**CONSIGNE 1**.
Mets à jour le passage du compte rendu sur le FIC2013 qui va de "XMCO était présent" jusqu'à "public que privé." en remplaçant "Grand Palais" par "Zénith".
**CONSIGNE 2**.
Dans le compte rendu sur le FIC2013, reprends sous forme de liste le paragraphe qui commence par « XMCO était présent » en gardant ses faits principaux.
**CONSIGNE 3**.
Résume le compte rendu sur le FIC2013 en deux phrases.

**TEXTE DE LA PAGE**.

==============================

Retour du CERT-XMCO sur le FIC2013

XMCO était présent lundi 29 et mardi 30 janvier à la cinquième édition du Forum Internationnal de la Cybersécurité. Organisé au sein du Grand Palais de Lille, cet évènement dont le thème principal était « le cyberespace, enjeu de souveraineté et de sécurité », a rassemblé de nombreux acteurs de la lutte contre la criminalité en ligne, tant du secteur public que privé.

==============================

**DONNÉES ENREGISTRÉES**.

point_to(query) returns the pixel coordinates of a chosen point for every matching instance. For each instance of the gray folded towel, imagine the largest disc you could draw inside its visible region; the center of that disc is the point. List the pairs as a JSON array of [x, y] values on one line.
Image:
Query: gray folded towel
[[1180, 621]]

==============================

**RÉSULTAT 1**.
XMCO était présent lundi 29 et mardi 30 janvier à la cinquième édition du Forum Internationnal de la Cybersécurité. Organisé au sein du Zénith de Lille, cet évènement dont le thème principal était « le cyberespace, enjeu de souveraineté et de sécurité », a rassemblé de nombreux acteurs de la lutte contre la criminalité en ligne, tant du secteur public que privé.

**RÉSULTAT 2**.
- Présence de XMCO : lundi 29 et mardi 30 janvier
- Événement : cinquième édition du forum sur la cybersécurité, au Grand Palais de Lille
- Thème principal : « le cyberespace, enjeu de souveraineté et de sécurité »
- Participants : nombreux acteurs publics et privés de la lutte contre la criminalité en ligne

**RÉSULTAT 3**.
XMCO a participé lundi 29 et mardi 30 janvier à la cinquième édition d'un forum sur la cybersécurité, organisée au Grand Palais de Lille. Centré sur le thème « le cyberespace, enjeu de souveraineté et de sécurité », l'événement a réuni de nombreux acteurs publics et privés de la lutte contre la criminalité en ligne.